**Your task**
Update the records below by replacing every occurrence of "bounding box" with "enclosing rectangle", and reproduce them otherwise unchanged.

**Provided information**

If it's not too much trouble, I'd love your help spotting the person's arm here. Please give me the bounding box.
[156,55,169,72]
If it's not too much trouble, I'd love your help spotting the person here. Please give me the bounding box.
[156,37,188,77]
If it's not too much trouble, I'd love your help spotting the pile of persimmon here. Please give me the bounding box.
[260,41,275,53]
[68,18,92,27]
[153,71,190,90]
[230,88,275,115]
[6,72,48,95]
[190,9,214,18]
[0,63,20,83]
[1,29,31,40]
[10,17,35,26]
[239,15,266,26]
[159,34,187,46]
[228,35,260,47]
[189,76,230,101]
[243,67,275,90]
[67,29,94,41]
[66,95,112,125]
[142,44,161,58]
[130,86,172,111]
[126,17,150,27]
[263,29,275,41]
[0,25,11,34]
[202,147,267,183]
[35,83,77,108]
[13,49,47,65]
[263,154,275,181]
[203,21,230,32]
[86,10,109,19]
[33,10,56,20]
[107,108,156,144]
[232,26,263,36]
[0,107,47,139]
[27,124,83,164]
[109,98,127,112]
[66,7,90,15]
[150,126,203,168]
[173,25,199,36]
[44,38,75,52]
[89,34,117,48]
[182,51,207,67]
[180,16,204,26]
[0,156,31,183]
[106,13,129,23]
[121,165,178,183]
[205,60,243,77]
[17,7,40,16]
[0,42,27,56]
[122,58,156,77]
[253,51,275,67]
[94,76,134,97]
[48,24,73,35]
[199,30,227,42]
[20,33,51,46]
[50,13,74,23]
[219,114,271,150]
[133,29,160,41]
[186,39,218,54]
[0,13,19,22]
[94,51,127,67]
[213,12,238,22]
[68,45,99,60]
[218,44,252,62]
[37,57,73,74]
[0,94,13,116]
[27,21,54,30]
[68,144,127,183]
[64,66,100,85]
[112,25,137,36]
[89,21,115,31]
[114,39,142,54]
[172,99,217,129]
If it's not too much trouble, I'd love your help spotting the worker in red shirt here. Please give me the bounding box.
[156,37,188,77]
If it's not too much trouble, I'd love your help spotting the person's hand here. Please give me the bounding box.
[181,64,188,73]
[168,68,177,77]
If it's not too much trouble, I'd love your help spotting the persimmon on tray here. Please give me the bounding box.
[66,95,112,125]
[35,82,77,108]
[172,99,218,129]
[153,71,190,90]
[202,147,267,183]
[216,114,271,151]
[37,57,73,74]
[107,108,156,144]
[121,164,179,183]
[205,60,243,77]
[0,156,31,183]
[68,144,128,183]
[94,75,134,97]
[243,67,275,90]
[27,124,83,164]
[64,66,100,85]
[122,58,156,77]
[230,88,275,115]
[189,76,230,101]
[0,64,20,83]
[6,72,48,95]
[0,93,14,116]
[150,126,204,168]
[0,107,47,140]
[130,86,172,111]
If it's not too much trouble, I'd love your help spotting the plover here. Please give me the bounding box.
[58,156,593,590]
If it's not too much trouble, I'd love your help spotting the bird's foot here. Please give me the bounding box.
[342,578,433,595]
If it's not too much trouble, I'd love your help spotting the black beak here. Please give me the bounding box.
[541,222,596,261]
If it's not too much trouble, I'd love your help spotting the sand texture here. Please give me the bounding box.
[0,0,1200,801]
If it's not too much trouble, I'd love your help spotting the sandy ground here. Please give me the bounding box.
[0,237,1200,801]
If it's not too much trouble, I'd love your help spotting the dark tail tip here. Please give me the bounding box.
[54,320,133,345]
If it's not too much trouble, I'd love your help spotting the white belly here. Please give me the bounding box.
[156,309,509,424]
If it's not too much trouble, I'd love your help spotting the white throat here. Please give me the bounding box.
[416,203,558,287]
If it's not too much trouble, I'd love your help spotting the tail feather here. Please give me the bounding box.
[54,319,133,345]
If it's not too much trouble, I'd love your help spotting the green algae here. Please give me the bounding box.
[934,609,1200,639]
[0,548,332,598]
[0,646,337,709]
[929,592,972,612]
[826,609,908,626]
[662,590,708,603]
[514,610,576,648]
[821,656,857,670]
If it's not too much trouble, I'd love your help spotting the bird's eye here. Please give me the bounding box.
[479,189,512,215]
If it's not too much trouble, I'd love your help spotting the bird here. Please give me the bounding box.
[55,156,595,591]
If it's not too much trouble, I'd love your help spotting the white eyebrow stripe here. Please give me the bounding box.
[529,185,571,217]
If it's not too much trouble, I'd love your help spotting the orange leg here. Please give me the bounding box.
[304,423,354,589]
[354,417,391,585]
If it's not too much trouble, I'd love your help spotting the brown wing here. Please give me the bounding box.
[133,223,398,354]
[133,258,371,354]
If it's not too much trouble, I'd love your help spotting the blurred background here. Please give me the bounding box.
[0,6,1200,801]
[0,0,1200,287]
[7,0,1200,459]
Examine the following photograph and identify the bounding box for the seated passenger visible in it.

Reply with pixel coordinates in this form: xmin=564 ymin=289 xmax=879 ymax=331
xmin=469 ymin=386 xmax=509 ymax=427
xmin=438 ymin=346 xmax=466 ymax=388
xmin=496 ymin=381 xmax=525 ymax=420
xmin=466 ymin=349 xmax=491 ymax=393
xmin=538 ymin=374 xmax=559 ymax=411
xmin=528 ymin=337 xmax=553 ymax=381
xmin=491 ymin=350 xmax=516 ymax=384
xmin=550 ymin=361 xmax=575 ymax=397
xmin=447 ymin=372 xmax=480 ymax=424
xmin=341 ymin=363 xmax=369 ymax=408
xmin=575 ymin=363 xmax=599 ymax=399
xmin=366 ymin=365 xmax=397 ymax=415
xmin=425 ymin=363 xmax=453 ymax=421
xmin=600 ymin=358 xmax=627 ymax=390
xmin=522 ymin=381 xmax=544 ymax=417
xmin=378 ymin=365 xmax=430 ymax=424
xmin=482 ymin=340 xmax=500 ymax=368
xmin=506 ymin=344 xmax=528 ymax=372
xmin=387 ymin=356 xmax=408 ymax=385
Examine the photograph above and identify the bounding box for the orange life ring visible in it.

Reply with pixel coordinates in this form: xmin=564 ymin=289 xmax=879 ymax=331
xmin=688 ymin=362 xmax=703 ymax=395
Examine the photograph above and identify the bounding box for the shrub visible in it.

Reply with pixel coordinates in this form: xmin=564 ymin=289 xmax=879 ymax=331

**Correct output**
If it's not too much trouble, I'd love your help spotting the person's arm here. Please give me the enclosing rectangle.
[156,55,169,72]
If it's not too much trouble, I'd love your help spotting the person here. Please give me the enclosing rectangle.
[156,37,188,77]
If it's not too much trouble, I'd love your help spotting the pile of persimmon here. Please give me the enclosing rectangle.
[260,41,275,53]
[68,18,92,27]
[153,71,190,90]
[230,88,275,115]
[6,72,48,95]
[190,9,214,18]
[0,63,20,83]
[1,29,31,40]
[10,17,35,26]
[239,15,266,26]
[159,34,187,46]
[228,35,260,47]
[189,76,230,101]
[243,67,275,90]
[67,29,94,41]
[66,95,112,125]
[142,44,161,58]
[130,86,172,111]
[126,17,150,27]
[263,29,275,41]
[0,25,11,34]
[202,147,267,183]
[35,83,77,108]
[13,49,47,65]
[263,154,275,181]
[203,21,230,32]
[86,10,109,19]
[33,10,56,20]
[107,108,156,144]
[232,26,263,36]
[0,107,47,139]
[27,124,83,164]
[109,98,127,112]
[66,7,90,15]
[150,126,203,168]
[173,25,199,36]
[44,38,75,52]
[89,34,117,48]
[182,51,207,67]
[180,16,204,26]
[0,156,31,183]
[106,13,129,23]
[121,165,178,183]
[205,60,243,77]
[17,7,40,16]
[0,42,27,56]
[122,58,156,77]
[253,51,275,67]
[94,76,134,97]
[48,24,73,35]
[199,30,227,42]
[20,33,51,46]
[50,13,74,23]
[219,114,271,150]
[133,29,160,41]
[186,39,218,54]
[0,13,19,22]
[94,51,127,67]
[213,12,238,22]
[68,45,99,60]
[218,44,252,62]
[37,57,73,74]
[0,94,13,116]
[27,21,54,30]
[68,144,127,183]
[64,66,100,85]
[112,25,137,36]
[89,21,115,31]
[114,39,142,54]
[172,99,217,129]
If it's not too much trouble, I'd love your help spotting the worker in red shirt here. Please give me the enclosing rectangle.
[156,37,188,77]
If it's not too much trouble, I'd love your help spotting the person's hand here. Please give me the enclosing rectangle.
[181,64,188,73]
[168,68,177,77]
If it's not too much trouble, I'd love your help spotting the persimmon on tray here. Please give me the enclosing rectangle.
[66,95,112,125]
[35,82,77,108]
[172,99,218,129]
[153,71,190,90]
[202,147,267,183]
[216,114,271,151]
[37,57,73,74]
[107,108,156,144]
[121,164,179,183]
[205,60,243,77]
[0,156,31,183]
[68,144,128,183]
[94,75,134,97]
[243,67,275,90]
[27,124,83,164]
[64,66,100,85]
[122,58,156,77]
[230,88,275,115]
[189,76,230,101]
[0,64,20,83]
[6,72,48,95]
[0,93,14,116]
[150,126,204,168]
[0,107,47,140]
[130,86,172,111]
If it's not too much trouble, I'd love your help spotting the plover here. Please give me the enclosing rectangle.
[58,156,593,590]
If it's not too much trouble, I'd love your help spotting the bird's foot here. Please give me the enclosing rectangle.
[342,578,433,595]
If it's not too much trouble, I'd love your help spotting the black beak here. Please give me the enclosing rectangle.
[541,222,596,261]
If it's not too much trouble, I'd love your help spotting the sand texture here. Please give me the enclosing rectangle.
[0,0,1200,801]
If it's not too much trouble, I'd love your help spotting the sandy ground here. Please give me the enclosing rectangle.
[0,237,1200,801]
If it's not too much trouble, I'd love your help spotting the dark tail tip here. Please give me the enclosing rectangle.
[54,320,133,345]
If it's not too much trouble, I'd love your help spotting the white belly here. Please give me the enclosing rectangle.
[156,309,509,424]
If it's not too much trouble, I'd love your help spotting the white throat here. Please give me the enclosing rectangle.
[416,203,558,287]
If it's not too much trouble, I'd love your help spotting the tail feather here. Please give me the enclosing rectangle.
[54,319,133,345]
If it's not too much trouble, I'd love your help spotting the green algae here. Please give me the enclosing rectangle.
[934,609,1200,639]
[0,548,332,598]
[0,646,337,709]
[929,592,972,612]
[826,609,908,626]
[662,590,708,603]
[514,610,576,648]
[821,656,857,670]
If it's not too much trouble, I'd love your help spotting the bird's eye here. Please give me the enclosing rectangle.
[479,189,512,215]
If it's not too much trouble, I'd love your help spotting the bird here. Please give me the enclosing rectangle.
[55,156,595,591]
If it's not too much trouble, I'd love your help spotting the white eyebrow stripe here. Please give me the enclosing rectangle.
[529,185,571,217]
If it's not too much trouble, I'd love your help spotting the orange leg here. Please give me the enclosing rectangle.
[304,423,354,589]
[354,417,391,585]
If it's not too much trouble, I'd love your help spotting the brown wing here. Please give me the enclosing rectangle.
[133,223,398,354]
[133,258,371,354]
If it's not too much trouble, I'd love your help spotting the blurred background here. Please give me the enclosing rectangle.
[0,6,1200,801]
[0,0,1200,287]
[7,0,1200,459]
Examine the following photograph and identify the enclosing rectangle for the seated passenger visible in it.

Reply with pixel coordinates in this form: xmin=564 ymin=289 xmax=879 ymax=331
xmin=469 ymin=386 xmax=509 ymax=427
xmin=438 ymin=346 xmax=466 ymax=388
xmin=496 ymin=381 xmax=525 ymax=420
xmin=466 ymin=349 xmax=491 ymax=393
xmin=538 ymin=374 xmax=559 ymax=411
xmin=528 ymin=337 xmax=553 ymax=381
xmin=491 ymin=350 xmax=516 ymax=384
xmin=550 ymin=361 xmax=575 ymax=397
xmin=447 ymin=372 xmax=480 ymax=424
xmin=341 ymin=363 xmax=369 ymax=408
xmin=575 ymin=363 xmax=599 ymax=399
xmin=366 ymin=365 xmax=397 ymax=415
xmin=425 ymin=363 xmax=453 ymax=421
xmin=600 ymin=358 xmax=627 ymax=390
xmin=522 ymin=381 xmax=544 ymax=417
xmin=378 ymin=365 xmax=430 ymax=424
xmin=482 ymin=340 xmax=500 ymax=368
xmin=506 ymin=344 xmax=528 ymax=372
xmin=387 ymin=356 xmax=408 ymax=385
Examine the photograph above and identify the enclosing rectangle for the orange life ring visible in it.

Reply with pixel coordinates in this form: xmin=564 ymin=289 xmax=879 ymax=331
xmin=688 ymin=362 xmax=703 ymax=395
Examine the photograph above and identify the enclosing rectangle for the shrub visible in it.

Reply with pixel coordinates in this form: xmin=564 ymin=289 xmax=879 ymax=331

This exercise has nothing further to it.